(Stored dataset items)
******

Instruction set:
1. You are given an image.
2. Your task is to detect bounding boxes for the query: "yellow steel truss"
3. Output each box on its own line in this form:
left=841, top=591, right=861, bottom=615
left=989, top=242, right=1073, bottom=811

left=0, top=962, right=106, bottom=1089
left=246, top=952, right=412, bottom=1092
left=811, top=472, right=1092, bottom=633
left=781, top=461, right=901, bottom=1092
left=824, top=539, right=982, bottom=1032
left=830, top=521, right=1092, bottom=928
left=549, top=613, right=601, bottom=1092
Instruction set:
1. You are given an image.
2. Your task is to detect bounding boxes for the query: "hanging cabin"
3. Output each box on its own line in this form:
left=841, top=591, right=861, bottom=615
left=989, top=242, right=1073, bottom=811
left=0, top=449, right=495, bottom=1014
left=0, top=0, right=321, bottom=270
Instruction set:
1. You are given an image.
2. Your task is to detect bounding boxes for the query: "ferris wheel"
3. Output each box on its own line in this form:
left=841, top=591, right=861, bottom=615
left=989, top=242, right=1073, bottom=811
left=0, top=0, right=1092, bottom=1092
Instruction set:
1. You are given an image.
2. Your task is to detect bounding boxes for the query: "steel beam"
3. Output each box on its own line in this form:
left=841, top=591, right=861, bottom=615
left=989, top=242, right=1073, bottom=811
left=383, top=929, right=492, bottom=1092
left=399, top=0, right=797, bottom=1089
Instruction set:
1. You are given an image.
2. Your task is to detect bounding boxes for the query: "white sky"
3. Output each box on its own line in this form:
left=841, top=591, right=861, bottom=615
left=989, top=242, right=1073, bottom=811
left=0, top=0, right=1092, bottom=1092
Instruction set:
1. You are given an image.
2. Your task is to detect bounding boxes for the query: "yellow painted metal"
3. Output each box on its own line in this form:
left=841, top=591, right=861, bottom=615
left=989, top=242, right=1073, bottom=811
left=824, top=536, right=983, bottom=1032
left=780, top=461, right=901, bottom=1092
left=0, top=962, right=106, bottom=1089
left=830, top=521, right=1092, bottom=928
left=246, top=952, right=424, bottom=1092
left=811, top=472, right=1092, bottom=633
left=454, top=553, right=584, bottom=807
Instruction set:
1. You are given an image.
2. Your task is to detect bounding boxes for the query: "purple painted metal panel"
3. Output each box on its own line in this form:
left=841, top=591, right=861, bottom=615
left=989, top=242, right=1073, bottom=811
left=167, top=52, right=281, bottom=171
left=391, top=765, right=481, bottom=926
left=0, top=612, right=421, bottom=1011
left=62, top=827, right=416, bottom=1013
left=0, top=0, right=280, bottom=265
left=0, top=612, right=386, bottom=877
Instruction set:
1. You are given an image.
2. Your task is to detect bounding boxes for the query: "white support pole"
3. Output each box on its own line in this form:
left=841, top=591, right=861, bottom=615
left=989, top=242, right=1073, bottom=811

******

Stated task - Give back, word for word, every line from the first line of the rows through the line that contains "left=549, top=613, right=601, bottom=1092", including both of those lines.

Final answer -
Instruction set:
1. You are given an image.
2. Your task is to detect bounding boxes for the query: "yellow steel truss"
3. Output each box on its own line in this form:
left=841, top=591, right=861, bottom=615
left=989, top=242, right=1073, bottom=811

left=0, top=962, right=106, bottom=1089
left=246, top=952, right=412, bottom=1092
left=811, top=472, right=1092, bottom=633
left=781, top=461, right=901, bottom=1092
left=824, top=539, right=982, bottom=1032
left=830, top=521, right=1092, bottom=928
left=549, top=613, right=601, bottom=1092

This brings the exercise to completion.